===== SOURCE PASSAGE

He cracked several books on Kaufman and Hart and got some first-hand accounts. "I talked to his daughter, Anne Kaufman Schneider — she's amazing — and Hart's children, Chris and Kathy, have been very present and very helpful in getting us material."

Andrea Martin, a two-time Tony winner for Featured Actress, has set herself up for a third with three delightful, and radically different, portrayals of the most influential females in young Hart's life: The eccentric aunt who sparked his interest in theater; a tough, hip-swinging lady agent; and the elegant, stylish Mrs. Kaufman. (Look out for the aunt's poignant underpinnings — they're unexpectedly heartbreaking.)

"She really went out on a limb for those," beamed her proud director. "She was so brave, really brave. I think she's just amazing, and I know it was hard for her."

==========
===== DATASET

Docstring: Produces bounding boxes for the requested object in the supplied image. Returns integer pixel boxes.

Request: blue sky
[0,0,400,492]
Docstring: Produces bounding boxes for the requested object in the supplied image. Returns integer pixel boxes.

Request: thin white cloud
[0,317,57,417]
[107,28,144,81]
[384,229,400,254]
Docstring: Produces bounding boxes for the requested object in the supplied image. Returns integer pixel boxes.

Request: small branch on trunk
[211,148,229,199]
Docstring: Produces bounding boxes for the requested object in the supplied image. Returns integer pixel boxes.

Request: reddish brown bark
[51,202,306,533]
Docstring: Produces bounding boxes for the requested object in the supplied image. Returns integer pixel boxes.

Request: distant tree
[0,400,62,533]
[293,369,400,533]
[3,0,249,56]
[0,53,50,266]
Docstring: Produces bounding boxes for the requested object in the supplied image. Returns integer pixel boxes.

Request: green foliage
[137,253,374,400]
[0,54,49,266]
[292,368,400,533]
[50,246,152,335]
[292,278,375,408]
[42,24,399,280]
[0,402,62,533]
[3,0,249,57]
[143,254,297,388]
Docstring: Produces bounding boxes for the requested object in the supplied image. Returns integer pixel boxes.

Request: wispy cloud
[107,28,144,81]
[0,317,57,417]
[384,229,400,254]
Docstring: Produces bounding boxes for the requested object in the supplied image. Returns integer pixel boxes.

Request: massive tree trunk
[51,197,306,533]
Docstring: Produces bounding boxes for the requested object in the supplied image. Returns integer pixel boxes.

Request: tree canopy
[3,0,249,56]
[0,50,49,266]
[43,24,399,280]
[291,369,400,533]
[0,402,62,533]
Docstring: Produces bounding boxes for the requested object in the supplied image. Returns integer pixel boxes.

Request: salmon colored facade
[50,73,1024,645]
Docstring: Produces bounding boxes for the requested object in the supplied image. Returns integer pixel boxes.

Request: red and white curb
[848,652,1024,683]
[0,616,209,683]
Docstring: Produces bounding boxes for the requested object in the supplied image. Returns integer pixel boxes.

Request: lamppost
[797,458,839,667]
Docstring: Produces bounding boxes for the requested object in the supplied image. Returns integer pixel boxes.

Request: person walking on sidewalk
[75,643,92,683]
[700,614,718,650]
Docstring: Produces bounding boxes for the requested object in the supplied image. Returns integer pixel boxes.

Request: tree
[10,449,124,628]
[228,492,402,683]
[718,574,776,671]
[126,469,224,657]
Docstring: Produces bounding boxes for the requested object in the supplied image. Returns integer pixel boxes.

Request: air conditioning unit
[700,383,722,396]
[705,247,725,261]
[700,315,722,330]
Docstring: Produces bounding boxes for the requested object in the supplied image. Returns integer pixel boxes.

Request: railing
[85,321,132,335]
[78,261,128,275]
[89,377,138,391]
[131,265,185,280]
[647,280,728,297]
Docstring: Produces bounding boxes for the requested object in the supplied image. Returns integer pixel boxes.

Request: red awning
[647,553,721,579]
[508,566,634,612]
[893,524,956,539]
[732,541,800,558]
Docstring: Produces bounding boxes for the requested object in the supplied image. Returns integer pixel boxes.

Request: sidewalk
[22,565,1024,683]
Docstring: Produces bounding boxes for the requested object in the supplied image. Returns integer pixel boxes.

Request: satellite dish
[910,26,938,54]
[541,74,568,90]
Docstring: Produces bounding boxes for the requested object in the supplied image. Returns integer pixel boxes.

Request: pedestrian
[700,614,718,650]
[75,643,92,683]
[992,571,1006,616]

==========

WHAT THIS EXERCISE ASKS =
1. Decide whether each statement agrees with the theater passage, answering yes or no and quoting the words that settle it: (a) Andrea Martin has already won two Tony Awards for Featured Actress. (b) Martin plays only one role, Mrs. Kaufman. (c) Hart's children helped supply material.
2. Copy the theater passage from "He cracked several" to "they're unexpectedly heartbreaking.)".
3. According to the theater passage, why did the aunt matter in young Hart's life? Answer in one to three sentences.
The entries have no connection to the theater passage.

ANSWERS BELOW =
1.
(a) Yes: "a two-time Tony winner for Featured Actress"
(b) No: "three delightful, and radically different, portrayals of the most influential females in young Hart's life"
(c) Yes: "Hart's children, Chris and Kathy, have been very present and very helpful in getting us material"

2.
He cracked several books on Kaufman and Hart and got some first-hand accounts. "I talked to his daughter, Anne Kaufman Schneider — she's amazing — and Hart's children, Chris and Kathy, have been very present and very helpful in getting us material."

Andrea Martin, a two-time Tony winner for Featured Actress, has set herself up for a third with three delightful, and radically different, portrayals of the most influential females in young Hart's life: The eccentric aunt who sparked his interest in theater; a tough, hip-swinging lady agent; and the elegant, stylish Mrs. Kaufman. (Look out for the aunt's poignant underpinnings — they're unexpectedly heartbreaking.)

3. The aunt mattered because she sparked his interest in theater. The passage describes her as eccentric and counts her among the most influential females in young Hart's life.